§ What is expected
List every line of the records below that contains the word "segment", copying each such line in full.

§ Data extract
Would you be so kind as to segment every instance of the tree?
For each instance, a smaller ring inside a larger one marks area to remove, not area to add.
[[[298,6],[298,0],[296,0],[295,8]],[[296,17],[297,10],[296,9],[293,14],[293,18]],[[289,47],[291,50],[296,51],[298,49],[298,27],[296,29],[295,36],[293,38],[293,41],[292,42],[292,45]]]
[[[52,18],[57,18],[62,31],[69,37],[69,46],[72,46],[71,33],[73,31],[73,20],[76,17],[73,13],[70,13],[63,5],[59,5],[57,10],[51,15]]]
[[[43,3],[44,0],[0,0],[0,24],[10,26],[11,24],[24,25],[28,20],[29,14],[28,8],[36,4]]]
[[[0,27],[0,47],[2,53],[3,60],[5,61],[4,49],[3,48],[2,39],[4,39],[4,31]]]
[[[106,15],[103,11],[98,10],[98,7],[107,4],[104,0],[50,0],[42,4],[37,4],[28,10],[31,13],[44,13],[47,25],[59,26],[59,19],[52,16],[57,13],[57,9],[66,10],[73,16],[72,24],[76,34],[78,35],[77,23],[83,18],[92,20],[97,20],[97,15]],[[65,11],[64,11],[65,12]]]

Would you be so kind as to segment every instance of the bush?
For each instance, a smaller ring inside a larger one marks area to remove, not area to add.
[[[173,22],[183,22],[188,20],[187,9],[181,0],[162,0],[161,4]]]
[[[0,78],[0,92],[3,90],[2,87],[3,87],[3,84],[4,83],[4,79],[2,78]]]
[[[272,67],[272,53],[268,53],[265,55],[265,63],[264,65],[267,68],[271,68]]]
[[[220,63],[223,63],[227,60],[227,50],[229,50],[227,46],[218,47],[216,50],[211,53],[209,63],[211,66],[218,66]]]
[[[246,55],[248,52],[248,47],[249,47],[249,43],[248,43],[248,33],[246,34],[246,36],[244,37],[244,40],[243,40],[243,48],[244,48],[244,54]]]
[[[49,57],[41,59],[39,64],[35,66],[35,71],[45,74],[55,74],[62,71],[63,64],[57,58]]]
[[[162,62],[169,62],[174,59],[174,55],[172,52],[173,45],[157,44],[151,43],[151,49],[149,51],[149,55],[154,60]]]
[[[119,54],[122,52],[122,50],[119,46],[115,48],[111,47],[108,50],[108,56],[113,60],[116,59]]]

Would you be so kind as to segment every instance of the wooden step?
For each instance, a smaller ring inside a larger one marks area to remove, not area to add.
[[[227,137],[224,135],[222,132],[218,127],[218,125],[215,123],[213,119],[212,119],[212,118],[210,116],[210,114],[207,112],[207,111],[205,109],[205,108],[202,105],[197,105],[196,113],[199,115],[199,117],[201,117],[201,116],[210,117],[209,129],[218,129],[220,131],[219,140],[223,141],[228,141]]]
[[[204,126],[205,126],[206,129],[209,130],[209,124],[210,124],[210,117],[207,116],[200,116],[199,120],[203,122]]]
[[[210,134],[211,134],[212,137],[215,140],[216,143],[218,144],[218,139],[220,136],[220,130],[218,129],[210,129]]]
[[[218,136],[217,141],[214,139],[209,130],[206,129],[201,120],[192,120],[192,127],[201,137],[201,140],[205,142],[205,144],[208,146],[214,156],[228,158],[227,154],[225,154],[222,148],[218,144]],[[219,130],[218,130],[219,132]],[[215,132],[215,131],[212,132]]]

§ Solved problem
Would you be so kind as to segment every instance of the tree?
Would you be so kind as to segment every instance of the bush?
Would you be so kind as to segment every instance of the wooden step?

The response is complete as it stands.